**** Provided records

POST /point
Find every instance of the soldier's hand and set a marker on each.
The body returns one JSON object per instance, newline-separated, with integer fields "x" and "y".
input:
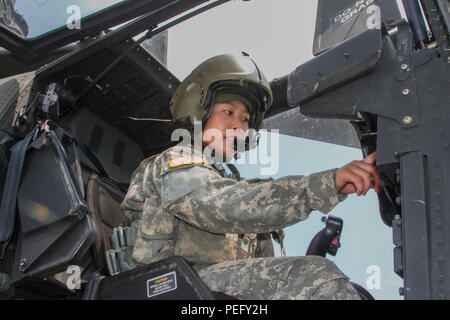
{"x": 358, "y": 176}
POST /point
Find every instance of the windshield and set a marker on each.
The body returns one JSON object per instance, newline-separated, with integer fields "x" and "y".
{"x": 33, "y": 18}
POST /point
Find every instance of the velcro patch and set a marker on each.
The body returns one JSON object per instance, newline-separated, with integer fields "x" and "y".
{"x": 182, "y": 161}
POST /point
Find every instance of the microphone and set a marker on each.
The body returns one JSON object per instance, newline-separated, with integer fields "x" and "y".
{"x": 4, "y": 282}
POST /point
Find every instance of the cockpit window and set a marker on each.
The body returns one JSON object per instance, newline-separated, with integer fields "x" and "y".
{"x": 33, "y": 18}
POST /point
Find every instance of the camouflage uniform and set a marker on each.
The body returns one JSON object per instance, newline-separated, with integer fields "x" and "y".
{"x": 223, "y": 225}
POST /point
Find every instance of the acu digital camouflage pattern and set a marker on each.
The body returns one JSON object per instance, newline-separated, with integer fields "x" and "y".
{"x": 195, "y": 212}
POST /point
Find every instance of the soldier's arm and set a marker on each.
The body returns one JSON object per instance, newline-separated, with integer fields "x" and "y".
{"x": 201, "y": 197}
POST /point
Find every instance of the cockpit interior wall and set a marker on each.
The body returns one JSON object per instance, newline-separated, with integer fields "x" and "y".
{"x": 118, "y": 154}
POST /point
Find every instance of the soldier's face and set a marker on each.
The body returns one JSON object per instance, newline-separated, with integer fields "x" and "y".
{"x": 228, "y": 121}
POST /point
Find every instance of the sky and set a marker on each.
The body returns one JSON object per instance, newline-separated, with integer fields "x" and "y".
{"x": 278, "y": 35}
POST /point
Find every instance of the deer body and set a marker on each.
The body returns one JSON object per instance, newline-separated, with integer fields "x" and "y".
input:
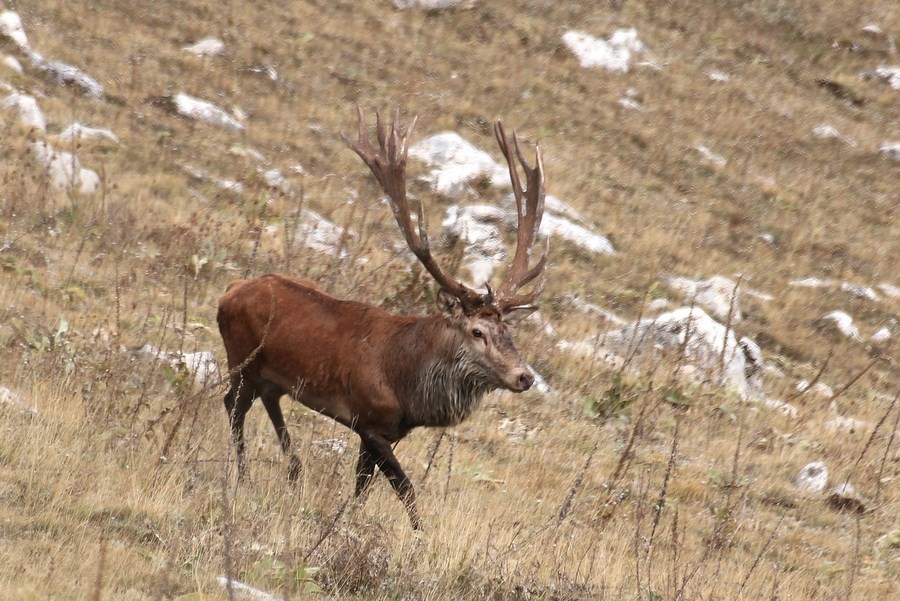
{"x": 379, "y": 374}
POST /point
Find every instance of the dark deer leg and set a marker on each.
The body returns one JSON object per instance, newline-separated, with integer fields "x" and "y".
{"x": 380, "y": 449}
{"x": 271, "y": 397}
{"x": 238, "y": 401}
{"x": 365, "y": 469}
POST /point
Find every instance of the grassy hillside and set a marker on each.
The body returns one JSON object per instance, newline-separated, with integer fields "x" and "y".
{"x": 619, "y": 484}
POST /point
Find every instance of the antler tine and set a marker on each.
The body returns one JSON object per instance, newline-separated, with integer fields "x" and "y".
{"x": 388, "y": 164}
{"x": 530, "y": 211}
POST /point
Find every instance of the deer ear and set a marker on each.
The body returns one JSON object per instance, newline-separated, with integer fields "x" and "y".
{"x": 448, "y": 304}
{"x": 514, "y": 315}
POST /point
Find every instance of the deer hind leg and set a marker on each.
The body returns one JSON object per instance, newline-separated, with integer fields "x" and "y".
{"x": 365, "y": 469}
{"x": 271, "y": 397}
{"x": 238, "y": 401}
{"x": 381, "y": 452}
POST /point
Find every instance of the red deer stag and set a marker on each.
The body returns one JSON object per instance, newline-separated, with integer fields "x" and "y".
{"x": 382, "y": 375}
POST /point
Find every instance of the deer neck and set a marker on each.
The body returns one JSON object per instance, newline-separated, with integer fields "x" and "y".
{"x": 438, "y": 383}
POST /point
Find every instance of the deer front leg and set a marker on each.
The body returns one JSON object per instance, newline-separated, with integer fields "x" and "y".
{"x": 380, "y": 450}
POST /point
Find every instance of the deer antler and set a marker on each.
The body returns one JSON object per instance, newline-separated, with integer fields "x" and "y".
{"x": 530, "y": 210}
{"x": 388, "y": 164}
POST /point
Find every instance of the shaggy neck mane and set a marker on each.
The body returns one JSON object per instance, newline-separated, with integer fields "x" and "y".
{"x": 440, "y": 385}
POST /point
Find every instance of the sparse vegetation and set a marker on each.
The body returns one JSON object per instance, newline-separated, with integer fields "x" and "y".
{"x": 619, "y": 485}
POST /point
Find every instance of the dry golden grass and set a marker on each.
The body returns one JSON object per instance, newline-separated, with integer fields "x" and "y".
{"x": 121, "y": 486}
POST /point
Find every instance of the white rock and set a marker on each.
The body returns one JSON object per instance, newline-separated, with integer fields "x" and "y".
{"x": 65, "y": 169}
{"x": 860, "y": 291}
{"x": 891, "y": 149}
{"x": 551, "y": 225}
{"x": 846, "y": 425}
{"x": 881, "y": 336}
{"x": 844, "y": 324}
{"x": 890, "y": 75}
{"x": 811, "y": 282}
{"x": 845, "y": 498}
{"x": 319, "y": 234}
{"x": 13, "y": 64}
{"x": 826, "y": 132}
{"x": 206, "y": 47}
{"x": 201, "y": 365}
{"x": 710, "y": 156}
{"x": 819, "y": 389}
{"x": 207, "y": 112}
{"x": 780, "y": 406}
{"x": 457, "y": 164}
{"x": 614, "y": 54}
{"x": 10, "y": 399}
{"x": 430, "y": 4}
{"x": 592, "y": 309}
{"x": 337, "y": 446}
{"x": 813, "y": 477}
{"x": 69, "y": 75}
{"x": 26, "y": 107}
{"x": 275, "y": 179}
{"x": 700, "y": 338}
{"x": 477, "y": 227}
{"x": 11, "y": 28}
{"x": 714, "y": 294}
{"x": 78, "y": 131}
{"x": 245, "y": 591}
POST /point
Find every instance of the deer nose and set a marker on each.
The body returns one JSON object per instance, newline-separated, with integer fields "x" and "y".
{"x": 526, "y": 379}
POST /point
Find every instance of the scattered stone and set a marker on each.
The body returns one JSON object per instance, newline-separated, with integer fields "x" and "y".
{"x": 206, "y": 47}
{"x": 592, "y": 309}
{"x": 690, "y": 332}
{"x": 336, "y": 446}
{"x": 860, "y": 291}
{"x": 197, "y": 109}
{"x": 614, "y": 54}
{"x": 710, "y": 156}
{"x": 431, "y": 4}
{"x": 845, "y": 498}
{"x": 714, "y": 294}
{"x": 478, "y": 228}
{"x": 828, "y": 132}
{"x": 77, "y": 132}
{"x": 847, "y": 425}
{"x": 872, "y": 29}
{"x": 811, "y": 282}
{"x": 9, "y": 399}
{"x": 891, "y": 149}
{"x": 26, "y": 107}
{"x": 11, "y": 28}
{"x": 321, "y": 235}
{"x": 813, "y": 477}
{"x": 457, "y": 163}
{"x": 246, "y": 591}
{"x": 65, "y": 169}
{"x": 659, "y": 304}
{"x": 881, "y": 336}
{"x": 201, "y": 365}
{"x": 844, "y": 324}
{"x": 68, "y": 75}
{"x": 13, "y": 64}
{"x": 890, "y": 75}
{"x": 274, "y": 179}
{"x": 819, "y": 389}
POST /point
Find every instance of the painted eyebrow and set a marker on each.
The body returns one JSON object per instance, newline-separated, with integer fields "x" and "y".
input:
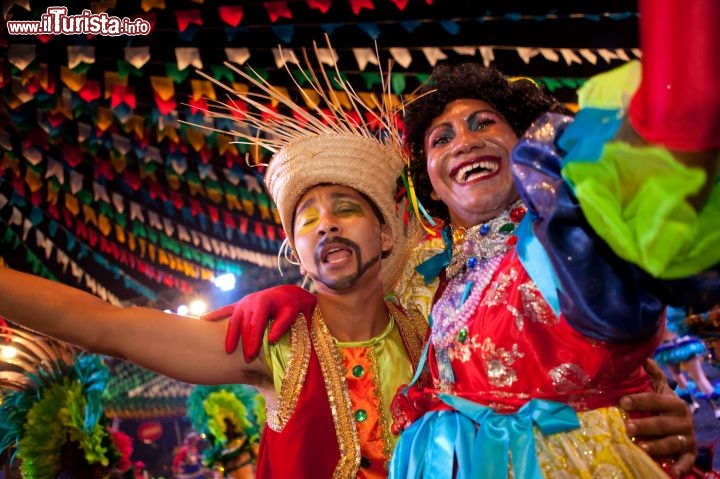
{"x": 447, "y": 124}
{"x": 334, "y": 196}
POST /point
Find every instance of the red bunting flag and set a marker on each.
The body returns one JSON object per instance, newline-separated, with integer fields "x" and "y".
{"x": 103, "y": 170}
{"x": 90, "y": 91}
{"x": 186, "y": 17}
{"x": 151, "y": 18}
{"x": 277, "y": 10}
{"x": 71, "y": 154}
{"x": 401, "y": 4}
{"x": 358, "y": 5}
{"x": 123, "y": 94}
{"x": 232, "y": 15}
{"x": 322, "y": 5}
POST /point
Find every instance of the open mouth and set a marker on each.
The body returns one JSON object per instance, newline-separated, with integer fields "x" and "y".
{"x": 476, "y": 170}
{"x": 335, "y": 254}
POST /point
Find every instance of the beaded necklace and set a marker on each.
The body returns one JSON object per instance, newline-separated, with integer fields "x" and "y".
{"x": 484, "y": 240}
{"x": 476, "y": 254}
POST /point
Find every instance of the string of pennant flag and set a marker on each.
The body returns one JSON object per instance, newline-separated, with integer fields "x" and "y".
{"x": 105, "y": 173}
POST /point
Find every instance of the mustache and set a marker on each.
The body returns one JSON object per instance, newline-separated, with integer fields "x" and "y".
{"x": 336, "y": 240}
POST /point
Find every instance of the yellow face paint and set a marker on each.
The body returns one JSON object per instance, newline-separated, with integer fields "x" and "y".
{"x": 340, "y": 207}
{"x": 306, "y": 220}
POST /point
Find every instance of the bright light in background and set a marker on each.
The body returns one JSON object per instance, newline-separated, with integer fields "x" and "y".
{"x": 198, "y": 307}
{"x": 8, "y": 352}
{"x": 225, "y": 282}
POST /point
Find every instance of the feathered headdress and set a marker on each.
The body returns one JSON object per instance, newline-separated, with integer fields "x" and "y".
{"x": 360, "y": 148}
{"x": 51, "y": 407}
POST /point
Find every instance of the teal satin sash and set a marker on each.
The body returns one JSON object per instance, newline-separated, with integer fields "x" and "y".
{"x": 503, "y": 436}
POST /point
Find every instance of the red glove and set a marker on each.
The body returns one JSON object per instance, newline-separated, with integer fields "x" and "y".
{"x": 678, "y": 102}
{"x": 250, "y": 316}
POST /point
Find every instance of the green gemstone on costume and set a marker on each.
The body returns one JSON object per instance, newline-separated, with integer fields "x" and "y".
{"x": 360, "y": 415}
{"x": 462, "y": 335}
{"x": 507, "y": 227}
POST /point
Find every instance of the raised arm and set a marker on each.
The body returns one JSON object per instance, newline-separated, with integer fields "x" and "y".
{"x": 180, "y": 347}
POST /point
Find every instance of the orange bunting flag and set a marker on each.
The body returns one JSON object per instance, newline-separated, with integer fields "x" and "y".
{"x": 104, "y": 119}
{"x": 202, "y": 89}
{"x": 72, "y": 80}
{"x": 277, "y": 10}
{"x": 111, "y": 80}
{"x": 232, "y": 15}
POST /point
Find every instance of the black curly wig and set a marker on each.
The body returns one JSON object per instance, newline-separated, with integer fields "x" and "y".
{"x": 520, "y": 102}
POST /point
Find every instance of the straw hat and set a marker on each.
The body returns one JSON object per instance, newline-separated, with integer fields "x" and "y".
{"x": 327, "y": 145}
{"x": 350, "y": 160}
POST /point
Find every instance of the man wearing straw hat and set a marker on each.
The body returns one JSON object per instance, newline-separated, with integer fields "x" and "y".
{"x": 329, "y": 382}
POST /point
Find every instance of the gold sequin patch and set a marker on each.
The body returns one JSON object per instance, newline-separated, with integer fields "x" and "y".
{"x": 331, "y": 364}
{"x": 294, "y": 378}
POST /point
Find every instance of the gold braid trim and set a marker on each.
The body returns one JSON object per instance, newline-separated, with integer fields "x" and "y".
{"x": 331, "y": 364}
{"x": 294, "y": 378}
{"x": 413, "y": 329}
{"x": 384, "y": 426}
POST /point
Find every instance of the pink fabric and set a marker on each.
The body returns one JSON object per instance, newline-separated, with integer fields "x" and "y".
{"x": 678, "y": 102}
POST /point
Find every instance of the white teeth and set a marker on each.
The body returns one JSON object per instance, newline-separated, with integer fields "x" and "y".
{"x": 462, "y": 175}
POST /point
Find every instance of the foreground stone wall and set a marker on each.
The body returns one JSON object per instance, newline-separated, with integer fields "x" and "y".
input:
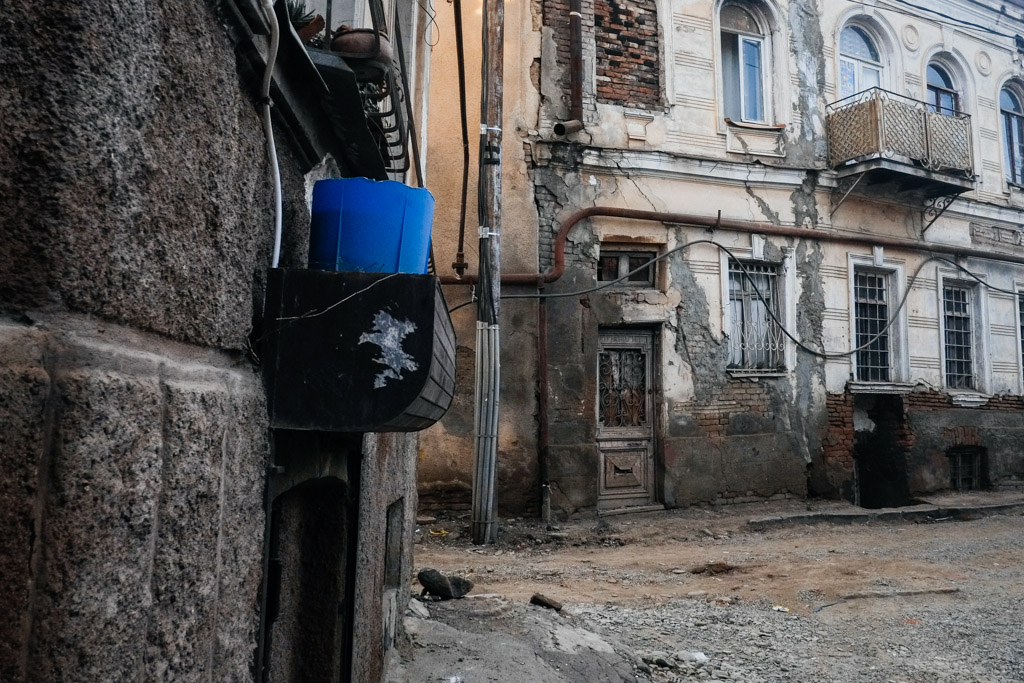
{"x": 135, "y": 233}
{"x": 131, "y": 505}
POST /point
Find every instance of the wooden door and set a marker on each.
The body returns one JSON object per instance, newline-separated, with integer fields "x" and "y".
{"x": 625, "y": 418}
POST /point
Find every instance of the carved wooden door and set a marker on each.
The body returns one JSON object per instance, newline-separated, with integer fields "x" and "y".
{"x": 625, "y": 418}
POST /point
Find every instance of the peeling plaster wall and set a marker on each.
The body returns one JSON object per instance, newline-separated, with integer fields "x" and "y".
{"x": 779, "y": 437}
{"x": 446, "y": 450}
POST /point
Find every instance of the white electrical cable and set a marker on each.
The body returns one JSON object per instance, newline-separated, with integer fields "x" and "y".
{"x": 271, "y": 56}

********

▶ **What you are asked to do**
Count the lines of the data above that contain the string "cockpit" and give only that number.

▶ **Written response**
2